What this task involves:
Revise the lines below, changing every "one point per instance" to "a single point for each instance" and leaving everything else as it stands.

Listed entries:
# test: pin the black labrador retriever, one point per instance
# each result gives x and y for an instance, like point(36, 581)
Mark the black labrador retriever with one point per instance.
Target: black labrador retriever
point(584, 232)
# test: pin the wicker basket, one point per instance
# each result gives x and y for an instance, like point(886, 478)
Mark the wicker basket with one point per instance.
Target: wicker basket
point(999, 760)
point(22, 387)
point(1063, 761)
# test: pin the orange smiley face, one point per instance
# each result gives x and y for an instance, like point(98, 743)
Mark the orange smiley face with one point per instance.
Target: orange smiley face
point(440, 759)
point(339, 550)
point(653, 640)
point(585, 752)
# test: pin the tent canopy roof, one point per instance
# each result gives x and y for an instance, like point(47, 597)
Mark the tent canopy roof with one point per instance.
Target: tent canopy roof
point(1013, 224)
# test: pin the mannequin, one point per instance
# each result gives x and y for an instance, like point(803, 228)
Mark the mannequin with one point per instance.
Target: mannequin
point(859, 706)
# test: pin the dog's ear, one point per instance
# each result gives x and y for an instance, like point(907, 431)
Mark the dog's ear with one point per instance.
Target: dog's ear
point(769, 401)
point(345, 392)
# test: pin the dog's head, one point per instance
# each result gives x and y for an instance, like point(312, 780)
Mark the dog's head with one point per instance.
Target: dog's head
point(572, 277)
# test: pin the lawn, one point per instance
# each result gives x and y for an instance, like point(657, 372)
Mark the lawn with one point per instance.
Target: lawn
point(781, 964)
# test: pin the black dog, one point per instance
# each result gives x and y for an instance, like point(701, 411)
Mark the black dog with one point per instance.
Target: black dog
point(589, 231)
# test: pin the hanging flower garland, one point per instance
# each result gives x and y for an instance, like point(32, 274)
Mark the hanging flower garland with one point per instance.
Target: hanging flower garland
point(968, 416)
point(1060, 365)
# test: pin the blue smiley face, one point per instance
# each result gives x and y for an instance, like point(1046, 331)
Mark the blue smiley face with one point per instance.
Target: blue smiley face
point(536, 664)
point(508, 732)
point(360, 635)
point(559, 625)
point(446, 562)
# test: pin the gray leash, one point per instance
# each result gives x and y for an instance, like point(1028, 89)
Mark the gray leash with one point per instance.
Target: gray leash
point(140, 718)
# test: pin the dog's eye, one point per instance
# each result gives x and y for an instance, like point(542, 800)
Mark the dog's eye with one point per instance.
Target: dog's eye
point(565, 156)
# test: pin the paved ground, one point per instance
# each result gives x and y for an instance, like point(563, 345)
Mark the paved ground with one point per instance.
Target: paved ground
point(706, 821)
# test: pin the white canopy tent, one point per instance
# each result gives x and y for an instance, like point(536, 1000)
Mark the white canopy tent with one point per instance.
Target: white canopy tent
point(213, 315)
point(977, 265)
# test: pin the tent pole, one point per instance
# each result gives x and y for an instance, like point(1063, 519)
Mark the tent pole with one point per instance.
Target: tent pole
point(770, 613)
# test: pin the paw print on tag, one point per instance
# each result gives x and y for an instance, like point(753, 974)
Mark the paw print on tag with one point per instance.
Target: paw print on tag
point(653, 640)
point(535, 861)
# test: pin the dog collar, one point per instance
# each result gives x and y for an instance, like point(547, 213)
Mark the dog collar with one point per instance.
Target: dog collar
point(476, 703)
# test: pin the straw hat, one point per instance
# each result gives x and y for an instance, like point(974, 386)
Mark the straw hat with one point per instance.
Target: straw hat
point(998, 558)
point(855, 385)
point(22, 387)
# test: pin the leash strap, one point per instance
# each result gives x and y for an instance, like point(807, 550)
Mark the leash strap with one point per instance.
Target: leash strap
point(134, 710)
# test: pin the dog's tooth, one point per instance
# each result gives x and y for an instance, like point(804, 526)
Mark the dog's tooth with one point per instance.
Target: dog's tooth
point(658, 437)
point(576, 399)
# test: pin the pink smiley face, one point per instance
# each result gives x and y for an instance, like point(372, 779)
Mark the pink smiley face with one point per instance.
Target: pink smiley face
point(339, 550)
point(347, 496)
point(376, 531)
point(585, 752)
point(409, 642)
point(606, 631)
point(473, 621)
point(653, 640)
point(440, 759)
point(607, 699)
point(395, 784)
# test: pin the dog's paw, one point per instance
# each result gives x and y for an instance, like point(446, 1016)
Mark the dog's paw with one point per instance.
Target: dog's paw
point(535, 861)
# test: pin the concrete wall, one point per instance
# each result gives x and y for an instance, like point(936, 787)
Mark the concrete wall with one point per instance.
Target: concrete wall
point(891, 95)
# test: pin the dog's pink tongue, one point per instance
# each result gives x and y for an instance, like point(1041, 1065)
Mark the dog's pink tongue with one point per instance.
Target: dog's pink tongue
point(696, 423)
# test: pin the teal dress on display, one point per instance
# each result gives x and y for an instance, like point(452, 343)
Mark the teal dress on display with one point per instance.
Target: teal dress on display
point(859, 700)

Output for this task:
# test: pin the black labrador retriever, a single point for each instance
# each result gives x and y for an instance, like point(36, 581)
Mark the black labrador retriever with a single point for each instance.
Target: black labrador retriever
point(584, 232)
# test: pin the wicker basket, a single point for each instance
# each result gives x and y for an instance, like point(886, 478)
Mark the wicker basket with a single point for each instance.
Target: wicker basket
point(999, 760)
point(22, 387)
point(1063, 761)
# test: pin the orange smiley face, a single point for each instance
# each result gives x and y for an instance, like point(98, 743)
Mark the orange smiley face with a single point for each instance.
Target: orange smiley face
point(440, 759)
point(339, 550)
point(653, 640)
point(585, 752)
# test: pin the tent canopy roof, a single point for each instance
# each result gives x and y for an instance, like point(47, 597)
Mark the tent canopy roof with a single point for each instance.
Target: tent canopy roof
point(1013, 224)
# test: pin the mannequin, a single point for each instance
# each result gives x and y for an instance, like point(803, 228)
Mark the mannequin with a single point for each instance.
Target: mannequin
point(859, 706)
# test: pin the dog's ear, a single point for each instance
# each result gives x and y for an instance, like point(907, 431)
Mark the dog's ear with a single point for each instance.
Target: dog's ear
point(769, 401)
point(345, 392)
# test: pin the dog's head, a single point for each instance
# each result gives x and y for an instance, like point(312, 780)
Mark the dog's head with a single point for each instance.
Target: dog's head
point(572, 277)
# test: pin the lawn, a single point for each instance
# each result gives x and y for an instance, like point(657, 372)
Mark the lawn with a single point for each instance.
Target: lawn
point(781, 964)
# test: pin the black dog, a single point for each instance
# each result gives x and y for an instance, like point(701, 411)
Mark the black dog with a single point for each instance.
Target: black dog
point(589, 231)
# test: pin the hanging flower garland, a single point for each instance
# each result gives x and y for an instance, like point(32, 274)
Mark the hanging flower garland with a single point for each instance.
Target: hanging flower garland
point(968, 416)
point(1060, 365)
# test: pin the blue smiley face, a single point for each instance
# each result gives x and y for an instance, like point(1046, 331)
Mark the blue smiley face with a single point for each instance.
Target: blue smiley face
point(536, 664)
point(508, 732)
point(360, 635)
point(559, 625)
point(446, 562)
# test: pin the gray leash, a single point for each instance
# each result gives x and y for an instance, like point(1028, 89)
Mark the gray leash with a single point for each instance.
Target: gray leash
point(140, 718)
# test: pin the dog's eye, a single point for each instance
# each result gives x and y for an instance, like point(542, 800)
Mark the dog's eye with a single point for each instance.
Target: dog's eye
point(565, 156)
# test: pin the paved ground, a single point for each instance
# each result gives x and y for an instance, like point(563, 345)
Mark the paved ground with a single point for each instance.
Target: paved ground
point(706, 821)
# test: pin the white canopy tent, a single point for each instance
# each result gives x and y for an instance, like point(536, 1000)
Mark the white canopy tent with a single point for each instance.
Target: white canopy tent
point(213, 315)
point(977, 265)
# test: pin the tent pole, a single point for each instance
# each result gives x and y for an instance, like point(1063, 519)
Mark the tent pole with a single point for each instance.
Target: tent pole
point(770, 613)
# test: pin the paw print on tag, a single point for each instance
# each result gives x and y for an instance, like point(753, 974)
Mark the paw print on tag with a single point for each instance.
Target: paw print on tag
point(653, 640)
point(535, 861)
# test: pin the dog collar, a single point for each instance
# each result gives x and y for an instance, like point(547, 213)
Mark the dog collar with a single point for each instance.
Target: dog collar
point(476, 703)
# test: pin the straw hat, a single point for each instance
# each result gives x and y for an instance, like point(974, 386)
Mark the straw hat with a single point for each instance.
Target: straw hat
point(998, 558)
point(855, 385)
point(22, 387)
# test: pin the leash strap, a single point for each instance
# each result gives x and y for an instance, like point(807, 550)
Mark the leash strap with a single point for each instance.
Target: leash strap
point(134, 710)
# test: pin the dog's tooth, a single point for each instance
# each result gives x and y for an instance, like point(804, 526)
Mark the dog's tooth with a single point for each instance.
Target: dog's tooth
point(658, 437)
point(576, 399)
# test: pin the pink smiley face, a single point for each instance
# each result gives x and y for an instance, like point(372, 779)
Mark the pink smiley face with a single point for each instance.
Target: pink smiley face
point(339, 550)
point(347, 496)
point(376, 531)
point(585, 752)
point(409, 642)
point(606, 631)
point(473, 621)
point(653, 640)
point(440, 759)
point(607, 699)
point(395, 784)
# test: pin the dog's paw, a single point for each instance
# each result gives x and y for an instance, like point(446, 1016)
Mark the dog's paw with a single point for each instance.
Target: dog's paw
point(535, 861)
# test: pin the concrete wall, a single point for each instance
# each result gives x and y for an instance, like point(936, 787)
Mark the concrete wall with a single point for each instance.
Target: concrete wall
point(891, 95)
# test: pin the dog's pink tongue, a single point for each instance
# each result gives x and y for an instance, like point(1041, 1065)
Mark the dog's pink tongue with a single point for each instance.
Target: dog's pink tongue
point(696, 423)
# test: pin the teal dress on display, a single point for each instance
# each result gives x and y for an instance, like point(452, 343)
Mark the teal dress on display with a single point for each instance.
Target: teal dress on display
point(859, 700)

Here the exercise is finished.